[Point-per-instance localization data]

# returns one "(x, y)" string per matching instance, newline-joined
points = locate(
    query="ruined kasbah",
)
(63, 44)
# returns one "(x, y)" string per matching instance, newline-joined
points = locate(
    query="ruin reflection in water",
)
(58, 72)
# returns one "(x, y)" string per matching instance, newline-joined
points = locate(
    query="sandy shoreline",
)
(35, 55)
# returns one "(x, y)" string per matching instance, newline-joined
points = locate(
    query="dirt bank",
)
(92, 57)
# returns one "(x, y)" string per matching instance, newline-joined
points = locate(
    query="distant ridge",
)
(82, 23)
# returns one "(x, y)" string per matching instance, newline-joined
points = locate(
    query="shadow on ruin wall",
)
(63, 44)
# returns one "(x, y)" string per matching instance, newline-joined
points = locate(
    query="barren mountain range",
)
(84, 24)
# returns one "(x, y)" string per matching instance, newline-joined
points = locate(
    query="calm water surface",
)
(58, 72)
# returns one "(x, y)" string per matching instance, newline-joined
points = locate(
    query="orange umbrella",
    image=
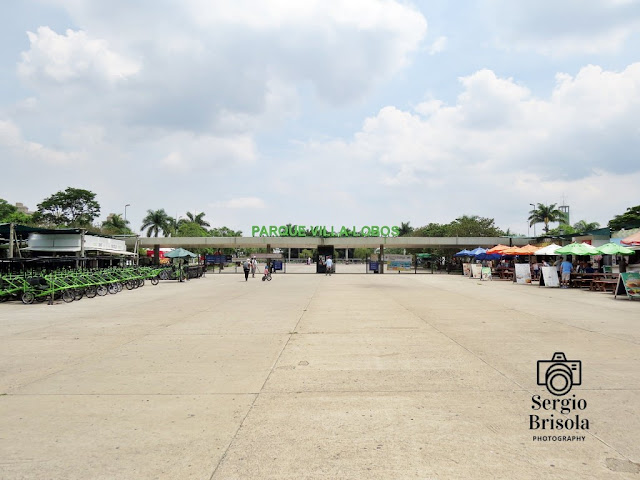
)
(498, 248)
(633, 240)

### WHAT YOU WILL DO:
Copy out every line of the data where the word "water" occurs.

### TASK ANSWER:
    query="ruin reflection in water",
    query="calm water surface",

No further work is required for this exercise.